Collection entries
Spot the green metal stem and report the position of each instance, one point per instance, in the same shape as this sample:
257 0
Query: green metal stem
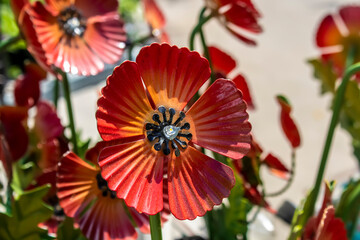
8 42
67 95
56 92
155 227
339 97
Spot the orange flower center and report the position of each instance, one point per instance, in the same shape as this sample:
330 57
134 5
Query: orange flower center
102 185
168 132
72 22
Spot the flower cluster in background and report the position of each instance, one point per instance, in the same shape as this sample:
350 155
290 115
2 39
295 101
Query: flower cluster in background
176 137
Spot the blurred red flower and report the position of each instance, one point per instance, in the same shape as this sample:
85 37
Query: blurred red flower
160 154
237 15
85 196
337 34
287 123
13 128
223 65
73 35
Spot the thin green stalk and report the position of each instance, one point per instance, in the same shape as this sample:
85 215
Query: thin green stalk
8 42
155 227
67 95
288 184
56 92
339 97
198 27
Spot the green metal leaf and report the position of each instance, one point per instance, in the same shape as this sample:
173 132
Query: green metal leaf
300 218
349 206
28 210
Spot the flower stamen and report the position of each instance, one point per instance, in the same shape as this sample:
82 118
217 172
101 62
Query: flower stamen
103 186
168 132
72 22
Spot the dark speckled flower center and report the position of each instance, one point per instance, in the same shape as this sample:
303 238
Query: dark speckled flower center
102 185
72 22
168 132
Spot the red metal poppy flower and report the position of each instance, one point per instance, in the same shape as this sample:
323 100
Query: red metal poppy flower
287 123
27 86
337 34
12 123
75 36
325 226
145 100
237 15
222 65
84 195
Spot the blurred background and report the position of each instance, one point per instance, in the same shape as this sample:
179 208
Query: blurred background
277 65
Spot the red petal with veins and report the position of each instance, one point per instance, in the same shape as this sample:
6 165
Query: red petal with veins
124 106
135 171
107 220
172 75
328 33
221 61
81 54
219 121
197 183
153 14
55 6
242 85
99 217
76 183
287 123
12 120
351 17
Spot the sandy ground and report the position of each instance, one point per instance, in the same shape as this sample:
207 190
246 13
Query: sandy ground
276 65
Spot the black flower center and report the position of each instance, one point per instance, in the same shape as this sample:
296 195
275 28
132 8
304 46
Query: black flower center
102 185
72 22
168 132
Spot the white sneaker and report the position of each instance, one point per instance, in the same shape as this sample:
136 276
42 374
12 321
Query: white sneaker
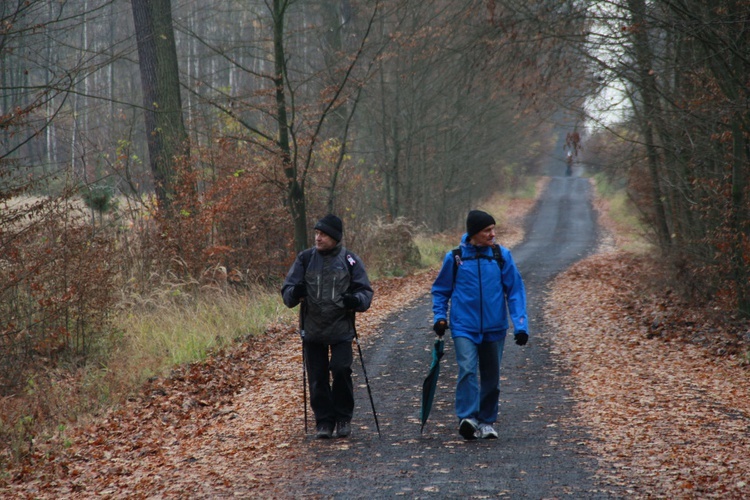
486 431
469 428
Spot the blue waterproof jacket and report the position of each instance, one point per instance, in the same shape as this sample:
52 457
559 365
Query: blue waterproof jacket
482 294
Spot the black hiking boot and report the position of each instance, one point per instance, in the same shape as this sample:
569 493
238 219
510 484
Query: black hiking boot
324 431
468 428
343 429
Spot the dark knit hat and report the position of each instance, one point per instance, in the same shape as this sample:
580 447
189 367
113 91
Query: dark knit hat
476 221
332 226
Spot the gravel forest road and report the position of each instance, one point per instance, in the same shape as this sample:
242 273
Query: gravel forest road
536 455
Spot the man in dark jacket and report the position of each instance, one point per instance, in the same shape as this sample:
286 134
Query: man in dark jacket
332 284
482 284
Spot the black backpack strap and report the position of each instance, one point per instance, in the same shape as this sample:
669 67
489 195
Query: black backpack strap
497 256
456 252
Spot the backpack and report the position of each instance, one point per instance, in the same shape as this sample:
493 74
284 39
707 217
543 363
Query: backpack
497 256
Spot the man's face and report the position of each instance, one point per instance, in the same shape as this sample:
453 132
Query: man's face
323 242
485 237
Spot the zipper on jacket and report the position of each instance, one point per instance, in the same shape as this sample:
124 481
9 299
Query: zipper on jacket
481 299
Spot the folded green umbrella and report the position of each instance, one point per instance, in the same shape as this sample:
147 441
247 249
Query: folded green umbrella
430 383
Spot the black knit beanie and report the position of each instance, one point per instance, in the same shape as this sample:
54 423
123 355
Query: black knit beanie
476 221
332 226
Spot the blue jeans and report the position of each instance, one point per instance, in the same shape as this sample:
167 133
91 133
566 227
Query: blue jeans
478 386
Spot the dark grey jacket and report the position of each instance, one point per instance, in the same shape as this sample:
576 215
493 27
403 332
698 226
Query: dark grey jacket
328 277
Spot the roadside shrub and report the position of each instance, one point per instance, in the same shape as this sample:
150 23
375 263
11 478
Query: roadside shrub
389 248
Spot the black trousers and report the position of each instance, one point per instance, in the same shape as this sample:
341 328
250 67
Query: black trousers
330 380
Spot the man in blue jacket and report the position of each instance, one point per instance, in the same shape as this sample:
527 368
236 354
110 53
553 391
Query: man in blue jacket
482 284
332 284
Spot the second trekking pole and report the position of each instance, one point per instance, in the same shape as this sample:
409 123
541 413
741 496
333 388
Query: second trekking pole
364 371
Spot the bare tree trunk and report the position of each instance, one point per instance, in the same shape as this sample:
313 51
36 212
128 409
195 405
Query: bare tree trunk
165 129
650 101
295 189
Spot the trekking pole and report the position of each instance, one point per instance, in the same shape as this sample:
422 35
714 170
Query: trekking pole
304 359
364 370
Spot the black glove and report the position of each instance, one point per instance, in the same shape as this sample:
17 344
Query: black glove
299 291
350 301
440 327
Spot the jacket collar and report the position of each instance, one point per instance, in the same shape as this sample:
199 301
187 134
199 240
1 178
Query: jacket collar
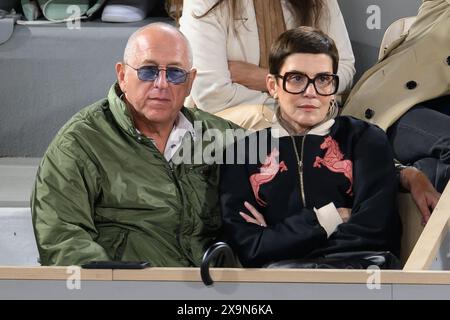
323 129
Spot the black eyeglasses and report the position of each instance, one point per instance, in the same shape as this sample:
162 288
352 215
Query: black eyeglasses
174 75
296 82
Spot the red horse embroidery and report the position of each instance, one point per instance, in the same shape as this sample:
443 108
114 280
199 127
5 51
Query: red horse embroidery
333 160
268 171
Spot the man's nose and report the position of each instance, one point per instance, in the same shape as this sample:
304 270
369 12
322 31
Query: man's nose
310 90
161 80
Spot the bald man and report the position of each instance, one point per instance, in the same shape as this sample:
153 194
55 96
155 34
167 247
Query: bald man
108 187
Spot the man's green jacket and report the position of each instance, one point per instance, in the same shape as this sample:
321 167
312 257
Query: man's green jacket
104 192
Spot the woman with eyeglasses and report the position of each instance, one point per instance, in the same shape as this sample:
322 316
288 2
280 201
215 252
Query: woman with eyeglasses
325 186
231 41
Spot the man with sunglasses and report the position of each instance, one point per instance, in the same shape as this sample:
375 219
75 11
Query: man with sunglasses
108 187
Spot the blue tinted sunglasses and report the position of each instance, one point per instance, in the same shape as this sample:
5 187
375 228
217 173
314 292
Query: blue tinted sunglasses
174 75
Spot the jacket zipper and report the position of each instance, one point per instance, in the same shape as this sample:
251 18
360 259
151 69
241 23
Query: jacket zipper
177 185
300 168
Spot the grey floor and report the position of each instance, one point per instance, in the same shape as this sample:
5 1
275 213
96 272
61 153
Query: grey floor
16 181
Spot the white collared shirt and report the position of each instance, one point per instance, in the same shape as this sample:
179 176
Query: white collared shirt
181 127
278 131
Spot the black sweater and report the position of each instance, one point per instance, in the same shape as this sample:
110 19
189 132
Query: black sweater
353 169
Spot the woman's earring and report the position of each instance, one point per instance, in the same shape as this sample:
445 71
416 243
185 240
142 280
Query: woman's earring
333 112
269 110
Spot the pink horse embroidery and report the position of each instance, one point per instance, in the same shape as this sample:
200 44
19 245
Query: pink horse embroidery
333 160
268 171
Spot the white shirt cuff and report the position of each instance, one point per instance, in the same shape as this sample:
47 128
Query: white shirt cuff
328 217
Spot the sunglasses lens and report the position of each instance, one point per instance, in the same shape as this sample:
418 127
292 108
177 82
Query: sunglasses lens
151 73
176 75
148 73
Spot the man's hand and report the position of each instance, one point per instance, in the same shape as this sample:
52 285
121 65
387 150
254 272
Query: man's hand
258 217
424 194
248 75
345 213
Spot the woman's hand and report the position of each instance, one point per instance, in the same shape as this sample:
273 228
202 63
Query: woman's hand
422 191
248 75
257 217
345 213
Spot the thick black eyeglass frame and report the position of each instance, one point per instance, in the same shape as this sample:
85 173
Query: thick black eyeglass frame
313 81
167 70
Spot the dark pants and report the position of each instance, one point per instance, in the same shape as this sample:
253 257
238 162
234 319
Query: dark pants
421 137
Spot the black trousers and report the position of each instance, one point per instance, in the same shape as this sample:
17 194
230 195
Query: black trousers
421 137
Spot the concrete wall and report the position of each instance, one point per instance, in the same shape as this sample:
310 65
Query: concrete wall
44 80
365 41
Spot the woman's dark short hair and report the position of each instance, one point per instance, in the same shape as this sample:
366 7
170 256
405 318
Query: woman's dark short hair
301 40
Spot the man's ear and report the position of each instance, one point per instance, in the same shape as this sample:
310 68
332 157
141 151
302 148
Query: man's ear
271 83
120 73
191 78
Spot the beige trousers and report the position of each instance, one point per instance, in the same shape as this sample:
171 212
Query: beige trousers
254 117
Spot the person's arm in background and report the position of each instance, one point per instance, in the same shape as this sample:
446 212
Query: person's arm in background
213 89
334 25
422 191
62 207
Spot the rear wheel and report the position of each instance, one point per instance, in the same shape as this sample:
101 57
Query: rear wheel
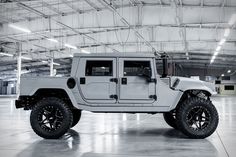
170 119
197 117
76 116
51 118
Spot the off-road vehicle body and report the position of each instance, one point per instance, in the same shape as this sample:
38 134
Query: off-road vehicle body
118 83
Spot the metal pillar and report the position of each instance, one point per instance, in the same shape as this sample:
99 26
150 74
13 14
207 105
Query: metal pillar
18 74
51 67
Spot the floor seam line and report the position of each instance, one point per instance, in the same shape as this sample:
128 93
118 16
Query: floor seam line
222 144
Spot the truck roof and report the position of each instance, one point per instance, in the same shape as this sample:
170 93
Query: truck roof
116 54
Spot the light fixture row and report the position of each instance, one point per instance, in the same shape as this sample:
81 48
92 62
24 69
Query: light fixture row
49 39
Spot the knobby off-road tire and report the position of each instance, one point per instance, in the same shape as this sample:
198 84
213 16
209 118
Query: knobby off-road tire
170 119
197 118
51 118
76 116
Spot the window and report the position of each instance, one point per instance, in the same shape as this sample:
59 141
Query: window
135 68
98 68
229 87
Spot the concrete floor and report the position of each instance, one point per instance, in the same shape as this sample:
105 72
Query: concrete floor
116 135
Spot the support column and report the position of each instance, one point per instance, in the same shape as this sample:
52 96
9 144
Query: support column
18 74
51 67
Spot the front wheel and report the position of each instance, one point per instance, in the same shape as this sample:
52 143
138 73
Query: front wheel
197 118
51 118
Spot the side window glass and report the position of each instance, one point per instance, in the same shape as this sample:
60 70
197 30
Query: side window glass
135 68
98 68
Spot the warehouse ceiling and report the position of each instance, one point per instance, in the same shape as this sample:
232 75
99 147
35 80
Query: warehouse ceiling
194 33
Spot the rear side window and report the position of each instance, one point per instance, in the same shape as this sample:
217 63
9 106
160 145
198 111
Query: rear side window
135 68
98 68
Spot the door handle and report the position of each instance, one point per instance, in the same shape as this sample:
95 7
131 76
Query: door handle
124 81
114 80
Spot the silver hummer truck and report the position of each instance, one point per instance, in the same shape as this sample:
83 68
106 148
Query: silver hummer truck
117 83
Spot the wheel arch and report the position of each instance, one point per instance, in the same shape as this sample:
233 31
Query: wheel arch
193 93
28 102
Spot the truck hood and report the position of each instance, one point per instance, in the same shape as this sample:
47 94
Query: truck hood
184 83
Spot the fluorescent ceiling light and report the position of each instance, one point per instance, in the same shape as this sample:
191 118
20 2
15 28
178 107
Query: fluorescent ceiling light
85 51
6 54
26 58
212 60
70 46
222 41
44 61
232 20
56 63
52 40
218 48
227 32
216 53
19 28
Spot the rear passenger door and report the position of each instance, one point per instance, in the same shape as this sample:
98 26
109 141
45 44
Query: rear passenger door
97 83
133 87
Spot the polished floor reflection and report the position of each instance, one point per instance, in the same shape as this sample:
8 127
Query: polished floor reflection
116 135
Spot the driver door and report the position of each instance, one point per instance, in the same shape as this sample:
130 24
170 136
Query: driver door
134 87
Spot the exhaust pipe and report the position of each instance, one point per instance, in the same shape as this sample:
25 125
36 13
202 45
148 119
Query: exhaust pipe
164 57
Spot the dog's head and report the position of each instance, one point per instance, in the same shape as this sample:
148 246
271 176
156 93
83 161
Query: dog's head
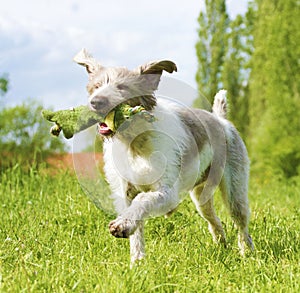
110 87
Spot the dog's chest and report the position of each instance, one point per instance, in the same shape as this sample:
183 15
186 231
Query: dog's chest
121 163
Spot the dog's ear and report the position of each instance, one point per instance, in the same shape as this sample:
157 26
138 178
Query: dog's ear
152 71
85 59
157 67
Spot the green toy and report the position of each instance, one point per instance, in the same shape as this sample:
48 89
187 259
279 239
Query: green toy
77 119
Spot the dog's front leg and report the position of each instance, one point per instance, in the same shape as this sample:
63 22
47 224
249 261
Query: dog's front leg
144 205
137 244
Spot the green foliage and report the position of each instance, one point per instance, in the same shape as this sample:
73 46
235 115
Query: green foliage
24 135
235 70
275 88
211 47
258 64
3 85
52 239
224 50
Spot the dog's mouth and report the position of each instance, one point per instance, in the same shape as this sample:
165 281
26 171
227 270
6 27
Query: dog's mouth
119 115
104 129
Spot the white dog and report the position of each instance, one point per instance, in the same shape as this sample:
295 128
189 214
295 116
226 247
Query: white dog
150 162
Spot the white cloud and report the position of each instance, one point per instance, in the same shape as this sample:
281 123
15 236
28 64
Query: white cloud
38 39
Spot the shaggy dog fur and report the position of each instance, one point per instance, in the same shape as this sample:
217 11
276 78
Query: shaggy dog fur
149 164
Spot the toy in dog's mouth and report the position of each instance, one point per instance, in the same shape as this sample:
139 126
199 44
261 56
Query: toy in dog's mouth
104 129
119 115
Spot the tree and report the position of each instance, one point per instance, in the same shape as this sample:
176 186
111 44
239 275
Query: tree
275 88
24 135
236 68
3 85
211 47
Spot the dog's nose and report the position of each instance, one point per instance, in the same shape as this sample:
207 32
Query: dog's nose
99 102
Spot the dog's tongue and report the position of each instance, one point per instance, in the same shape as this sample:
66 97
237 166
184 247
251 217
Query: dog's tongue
104 129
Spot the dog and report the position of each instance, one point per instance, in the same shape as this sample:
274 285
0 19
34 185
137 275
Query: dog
150 163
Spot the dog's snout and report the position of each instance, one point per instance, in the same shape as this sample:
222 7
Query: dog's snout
99 102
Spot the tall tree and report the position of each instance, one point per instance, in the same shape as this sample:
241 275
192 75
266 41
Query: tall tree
3 85
210 48
275 88
236 68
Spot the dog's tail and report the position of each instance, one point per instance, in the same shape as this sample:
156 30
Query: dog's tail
220 104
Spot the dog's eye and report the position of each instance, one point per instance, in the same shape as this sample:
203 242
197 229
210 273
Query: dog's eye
122 87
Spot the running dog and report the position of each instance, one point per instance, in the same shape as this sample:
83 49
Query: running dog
149 163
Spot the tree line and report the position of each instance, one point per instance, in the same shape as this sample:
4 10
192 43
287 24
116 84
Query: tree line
255 57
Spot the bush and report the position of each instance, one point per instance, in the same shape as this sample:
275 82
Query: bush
24 136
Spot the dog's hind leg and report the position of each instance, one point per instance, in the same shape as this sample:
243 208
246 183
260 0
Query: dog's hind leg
234 188
207 211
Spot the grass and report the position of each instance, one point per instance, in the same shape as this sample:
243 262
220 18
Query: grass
53 239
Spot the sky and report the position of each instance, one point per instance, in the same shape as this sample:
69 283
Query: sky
39 38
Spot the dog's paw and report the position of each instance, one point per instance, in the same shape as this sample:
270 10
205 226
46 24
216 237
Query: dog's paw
122 228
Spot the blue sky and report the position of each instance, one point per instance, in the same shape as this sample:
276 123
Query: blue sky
39 38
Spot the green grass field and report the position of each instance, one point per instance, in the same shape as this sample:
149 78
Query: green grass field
53 239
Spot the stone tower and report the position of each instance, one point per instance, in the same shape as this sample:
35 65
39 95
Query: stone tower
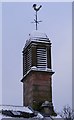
37 71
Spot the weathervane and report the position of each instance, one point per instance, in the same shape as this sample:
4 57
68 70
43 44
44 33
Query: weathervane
36 9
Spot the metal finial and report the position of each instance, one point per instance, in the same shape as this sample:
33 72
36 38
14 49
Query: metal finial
36 9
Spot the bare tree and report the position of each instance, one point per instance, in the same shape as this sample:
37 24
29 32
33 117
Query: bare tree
67 113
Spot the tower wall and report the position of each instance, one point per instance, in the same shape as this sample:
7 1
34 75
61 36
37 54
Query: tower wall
37 87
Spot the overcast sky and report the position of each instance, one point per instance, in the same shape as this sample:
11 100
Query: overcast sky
16 25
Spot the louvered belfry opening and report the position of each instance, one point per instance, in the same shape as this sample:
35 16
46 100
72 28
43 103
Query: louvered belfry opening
42 58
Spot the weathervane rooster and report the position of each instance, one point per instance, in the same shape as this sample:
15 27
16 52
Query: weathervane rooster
36 8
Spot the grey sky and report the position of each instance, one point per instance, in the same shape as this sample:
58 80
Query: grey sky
16 25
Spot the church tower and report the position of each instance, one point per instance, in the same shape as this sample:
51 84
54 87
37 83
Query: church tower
37 71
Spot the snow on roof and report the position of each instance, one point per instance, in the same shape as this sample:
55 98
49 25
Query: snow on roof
37 34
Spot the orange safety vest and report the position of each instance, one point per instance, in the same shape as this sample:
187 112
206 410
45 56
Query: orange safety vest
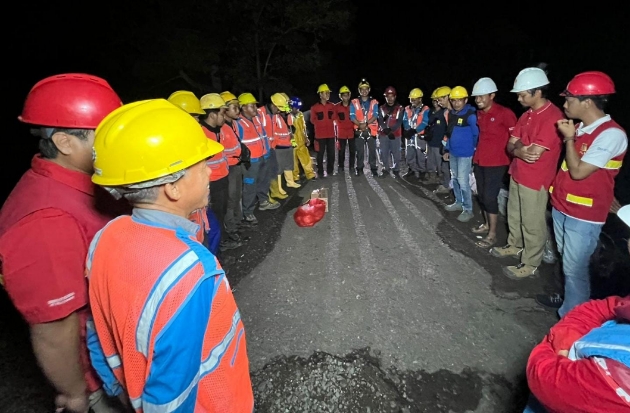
362 116
231 144
588 199
218 164
253 137
167 323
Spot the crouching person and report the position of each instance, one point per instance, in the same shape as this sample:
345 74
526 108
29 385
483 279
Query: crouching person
153 286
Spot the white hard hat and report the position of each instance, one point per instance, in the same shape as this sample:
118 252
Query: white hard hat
530 78
484 86
624 214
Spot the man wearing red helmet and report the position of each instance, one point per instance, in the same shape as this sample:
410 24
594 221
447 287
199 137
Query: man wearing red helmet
583 189
46 226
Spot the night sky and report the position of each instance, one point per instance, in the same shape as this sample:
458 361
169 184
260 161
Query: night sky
394 45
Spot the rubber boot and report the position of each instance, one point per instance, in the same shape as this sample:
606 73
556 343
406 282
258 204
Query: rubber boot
288 175
274 191
280 189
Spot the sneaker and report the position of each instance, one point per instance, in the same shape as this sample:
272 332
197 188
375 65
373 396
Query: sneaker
250 219
455 206
442 190
506 251
520 271
229 244
550 300
265 205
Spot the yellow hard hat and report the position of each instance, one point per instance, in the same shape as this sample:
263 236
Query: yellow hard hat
187 101
228 97
458 92
212 101
415 93
441 92
279 100
323 88
246 99
145 140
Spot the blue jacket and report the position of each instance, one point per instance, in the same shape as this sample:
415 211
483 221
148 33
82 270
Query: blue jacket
462 132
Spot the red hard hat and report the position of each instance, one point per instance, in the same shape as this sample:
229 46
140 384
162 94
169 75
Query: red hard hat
72 100
310 213
390 89
589 84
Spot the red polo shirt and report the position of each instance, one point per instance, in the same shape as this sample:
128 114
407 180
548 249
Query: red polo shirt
46 226
538 127
323 118
494 132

#### [Problem description]
Copy the lines above exactly, beginning at the line that has "Spot the dog's ear" and stopping after the line that has "Spot the toy", and omit the rest.

#### [Response for this exercise]
Spot the dog's ear and report the position of each instance, one point per instance, in the same shape as this sample:
157 26
138 178
Query: dog's ear
152 71
85 59
157 67
Spot the green toy and report the position of each instance, one point per instance, in the same shape as this sample:
48 89
187 259
279 239
Query: green toy
77 119
Spot the dog's front leg and report the position of each instance, one point per instance, in the same shape as this sample:
63 22
47 224
249 261
Query: dog's front leg
144 205
137 244
Spot the green foliage and report the position of each instance, one point per instance, in the same shape as this sample:
73 46
235 115
Query: green foliage
24 135
235 70
275 88
211 47
258 64
3 85
52 239
224 50
Spot the dog's mouth and report the position of each instance, one point per instance, in the same shape as this sample:
165 281
26 171
227 270
6 27
Query: dog's mouth
119 115
104 129
Spot the white dog and report the position of each instance, one point per instance, in the same shape as this sample:
295 128
189 214
295 116
226 247
Query: white dog
150 162
Spot the white cloud and report the position of each instance, one point per instance, in the same shape as this sample:
281 123
15 236
28 64
Query: white cloud
38 39
Spot the shaggy dog fur and report the position of each instance, one point per instance, in the same shape as this sample:
217 11
276 78
Query: shaggy dog fur
149 164
Spot the toy in dog's mouth and report the position of each instance, one point per instance, in the same shape as this sample:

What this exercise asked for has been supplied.